:: Extract

I attended all your normal chemistry lectures. Even a pretty sweet one on a novel therapeutic for a schizophrenic drug. And of course, the ones I went to that inspired my interest for pharmaceutical ADME and Lipinski’s Rule of Five. Just by drawing a molecule, on the back of the napkin, you could make some rough, but surprisingly accurate, guesses as to whether it would “work” (as in be safe and effective) as a pill.
But the talks that really fascinated me focused on Chemistry Education. These weren’t highschool-level workshops done during teacher meetings. These talks were in-depth, evidence-based, and immediately applicable.
This is where I was first exposed to the ‘Flipped Classroom’ idea. Watching the lectures recorded and available on line was homework. And in-class time was spent working on ‘homework’ aka problem sets and test-practice questions.
So Who Teaches The Teachers?
Like any good scientist, teachers need to have a system in place to remove themselves (and the inherent biases they bring) from the equation. In order to get feedback and not bias it.
End of the class/semester/year review/anonymous feedback sessions are a definite step in the right direction but your students may only have good/bad things to say, without giving any clear direction.
Teachers, ultimately, need to teach themselves how to teach. Not through experience but through trial and error. Through research and development. A good teacher tries that Flipped Classroom idea. Would have a clearly-outlined way of evaluating how it worked (was it positive or negative). And would accept the results regardless of the outcome, never attaching themselves to heavily to any one method (because it could easily turn out to be a dud!)
Learn a Language Enough to Teach It – Perma-Beginner Mode
To teach a subject you have to learn it. And you need to know it deep enough to be able to teach it in many different ways and to many different levels. So you need to learn it really well.
But you can’t ever forget what it was like to be a beginner.
By far the easiest way to do this is to learn a language and then teach it. If you speak with natives, you’ll never shed the feeling of being a beginner in comparison. You’ll know it on a level perhaps in some ways even more nuanced than a native speaker. You’ll have an objectivity unknown to someone who has known the language since before they could remember.

::::

About this exercise:
Transcribe the part of the essay on teaching between "End of the class/semester/year" and "it really well.", inclusive. The records that come next are separate from the essay on teaching.

:: Extracted records

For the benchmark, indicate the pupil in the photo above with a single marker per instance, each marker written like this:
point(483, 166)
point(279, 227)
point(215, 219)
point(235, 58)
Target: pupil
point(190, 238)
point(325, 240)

::::

Response below:
End of the class/semester/year review/anonymous feedback sessions are a definite step in the right direction but your students may only have good/bad things to say, without giving any clear direction.
Teachers, ultimately, need to teach themselves how to teach. Not through experience but through trial and error. Through research and development. A good teacher tries that Flipped Classroom idea. Would have a clearly-outlined way of evaluating how it worked (was it positive or negative). And would accept the results regardless of the outcome, never attaching themselves to heavily to any one method (because it could easily turn out to be a dud!)
Learn a Language Enough to Teach It – Perma-Beginner Mode
To teach a subject you have to learn it. And you need to know it deep enough to be able to teach it in many different ways and to many different levels. So you need to learn it really well.